Task description:
Render the following sentence from the biography of Noeleen Maholwana-Sangqu into French: "She studied law at the University of Transkei in Umtata."

Selected excerpt:
- Born: 14 September 1967 (age 58) Umtata, South Africa
- Education: University of Transkei
- Children: 3
- Awards: Crystal Award for Best Talk Show Host, 2004 and 2005 Stars of Mzansi Award for Best TV Presenter 2008
- Career
- Show: 3Talk
- Station: SABC3
- Station: Radio 702
- Website: https://www.noeleenmaholwanasangqu.co.za/

= Noeleen Maholwana-Sangqu =

South African radio and TV host and philanthropist

Noeleen Maholwana-Sangqu (born 14 September 1967) is a former South African radio and TV talk show host and philanthropist. She is best known for hosting the SABC daily talk show 3Talk.

== Biography ==
Maholwana-Sangqu was born in Umtata, South Africa in 1967 and was educated at John Bisseker High School in the Eastern Cape. She studied law at the University of Transkei in Umtata.

Dataset content:
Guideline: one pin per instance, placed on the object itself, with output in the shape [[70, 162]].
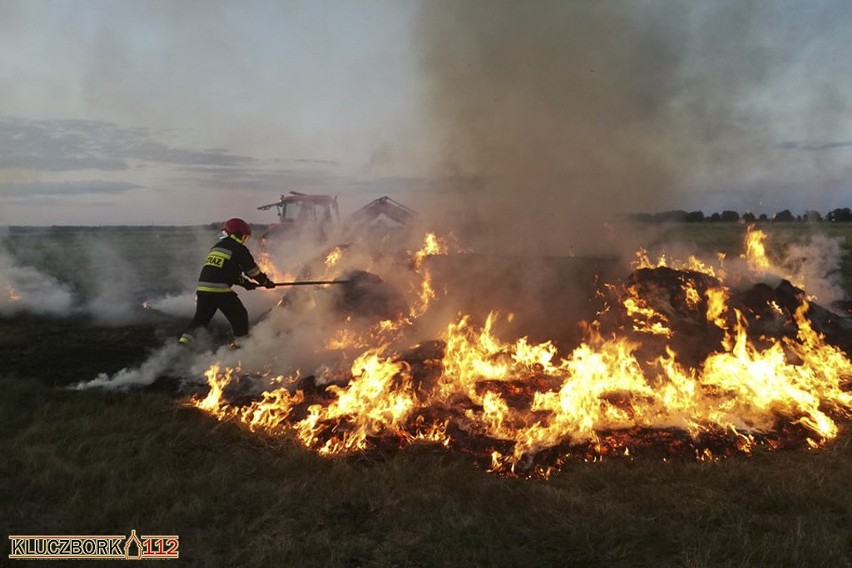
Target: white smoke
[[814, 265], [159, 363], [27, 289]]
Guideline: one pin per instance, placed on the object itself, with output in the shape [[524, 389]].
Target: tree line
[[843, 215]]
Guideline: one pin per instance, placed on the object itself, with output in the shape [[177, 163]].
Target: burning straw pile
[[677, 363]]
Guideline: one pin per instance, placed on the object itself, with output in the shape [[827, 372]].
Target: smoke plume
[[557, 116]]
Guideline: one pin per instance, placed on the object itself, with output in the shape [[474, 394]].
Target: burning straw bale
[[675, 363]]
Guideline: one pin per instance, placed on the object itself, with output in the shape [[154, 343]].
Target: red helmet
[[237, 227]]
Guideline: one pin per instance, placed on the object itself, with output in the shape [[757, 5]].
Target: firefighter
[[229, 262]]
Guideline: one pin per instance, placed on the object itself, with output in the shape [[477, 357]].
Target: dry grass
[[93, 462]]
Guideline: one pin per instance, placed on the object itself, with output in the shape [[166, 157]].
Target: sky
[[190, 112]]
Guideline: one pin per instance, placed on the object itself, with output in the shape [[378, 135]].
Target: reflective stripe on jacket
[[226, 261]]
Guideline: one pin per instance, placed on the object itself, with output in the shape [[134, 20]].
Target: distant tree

Written response:
Elle a étudié le droit à l'Université du Transkei, à Umtata.